===== Record excerpts

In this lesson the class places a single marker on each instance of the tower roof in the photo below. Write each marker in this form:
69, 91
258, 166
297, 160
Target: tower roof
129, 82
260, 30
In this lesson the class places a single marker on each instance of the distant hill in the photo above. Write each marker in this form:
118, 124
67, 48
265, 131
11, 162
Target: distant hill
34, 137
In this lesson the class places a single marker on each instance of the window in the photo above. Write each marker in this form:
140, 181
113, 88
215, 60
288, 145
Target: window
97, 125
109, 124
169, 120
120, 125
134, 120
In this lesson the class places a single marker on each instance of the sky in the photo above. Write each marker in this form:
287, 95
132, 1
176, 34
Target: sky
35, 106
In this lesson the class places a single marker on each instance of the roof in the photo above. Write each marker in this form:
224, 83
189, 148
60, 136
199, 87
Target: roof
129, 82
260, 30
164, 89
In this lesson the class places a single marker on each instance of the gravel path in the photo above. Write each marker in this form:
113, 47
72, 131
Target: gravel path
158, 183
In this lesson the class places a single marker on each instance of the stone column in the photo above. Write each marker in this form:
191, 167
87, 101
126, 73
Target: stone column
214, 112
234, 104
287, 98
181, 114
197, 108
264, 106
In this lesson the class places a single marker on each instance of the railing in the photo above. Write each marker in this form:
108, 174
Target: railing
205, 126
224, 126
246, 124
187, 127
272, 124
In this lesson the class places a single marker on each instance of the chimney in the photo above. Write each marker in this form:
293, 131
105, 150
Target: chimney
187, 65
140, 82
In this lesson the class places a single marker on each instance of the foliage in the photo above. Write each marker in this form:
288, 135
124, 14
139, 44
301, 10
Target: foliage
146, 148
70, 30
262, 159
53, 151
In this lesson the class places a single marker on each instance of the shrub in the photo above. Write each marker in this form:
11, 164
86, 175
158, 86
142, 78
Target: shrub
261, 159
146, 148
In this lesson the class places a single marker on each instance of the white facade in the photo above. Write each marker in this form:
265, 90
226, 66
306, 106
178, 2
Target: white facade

==========

## Objective
Give exactly the lines from the one with "of the window" to the end of the entries, nothing before them.

## Response to the task
In this lesson the class places a single marker on each instance of the window in the photo above. Write each marker in this form:
140, 181
113, 88
215, 60
288, 145
Target: window
97, 125
109, 124
169, 120
120, 125
134, 120
In this lesson the class places a single marker on each instance of the sky in the photo above. Write each marker in this form:
287, 95
132, 1
176, 34
Target: sky
35, 106
In this lesson the class places a single marker on each instance of the roof in the photo above. Write each marker in this form:
224, 83
189, 148
60, 136
199, 87
Target: roof
129, 82
260, 30
164, 89
In this lesson the class places a single marker on each instance of the gravel path in the photo above. Write each marker in this form:
113, 47
72, 131
Target: gravel path
158, 183
In this lesson the class places a single marker on each instance of the stone column in the photo above. Write each marker in this form:
191, 167
87, 101
126, 73
Target: stone column
214, 112
234, 104
287, 98
181, 114
197, 108
264, 106
In this lesson the class places a single marker on each instance of the railing in the photo above. Write each marker in this form:
108, 174
Target: railing
205, 126
224, 126
246, 124
187, 127
272, 124
In this lesson the class places a single marker on each instance of the chimney in the photo above. Write each marker in this form:
293, 131
105, 150
Target: chimney
187, 65
140, 82
In this lesson the class places a single marker on each instance of the foliage in the photo above. Write each marker in this form:
288, 135
124, 14
139, 44
301, 10
Target: foliage
146, 148
70, 30
262, 159
53, 151
In this lesson the class places a single marker on each instance of the shrub in the photo above. Write each marker in this form:
11, 164
86, 175
158, 86
142, 78
Target: shrub
261, 159
146, 148
In this lesson the class places a single marker on each instance of the white facade in the photo above. Write each marker in this form:
265, 90
226, 66
306, 106
178, 2
Target: white facade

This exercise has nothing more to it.